- [Your objective] When you reach the line that contains "Need: a point", set down that line and every one after it through the end of the records, exactly as written and with no pictures.

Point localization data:
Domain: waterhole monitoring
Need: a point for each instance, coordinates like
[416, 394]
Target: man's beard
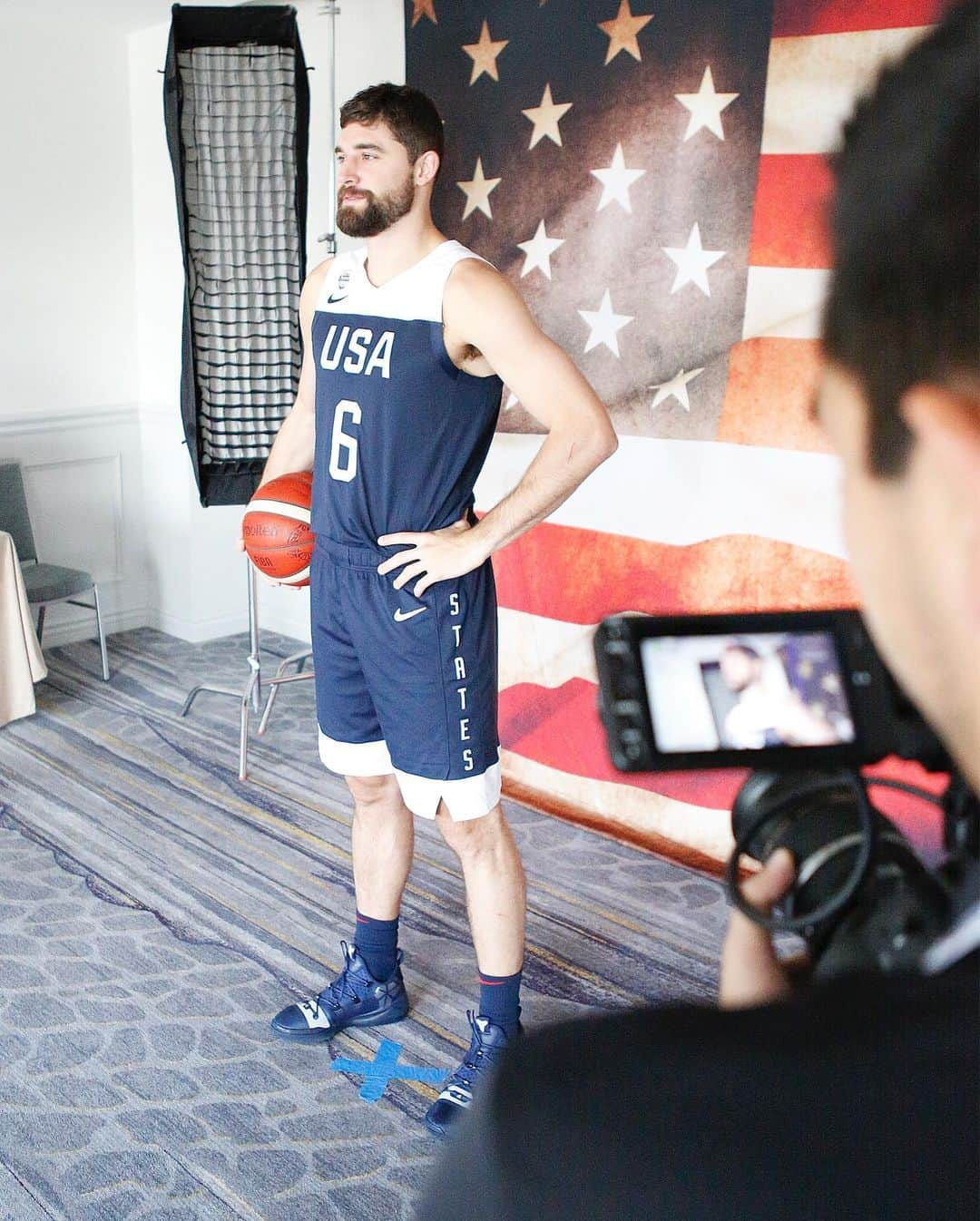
[377, 214]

- [Result of this exercise]
Need: a point for each instance, coordinates like
[416, 394]
Target: man's beard
[377, 214]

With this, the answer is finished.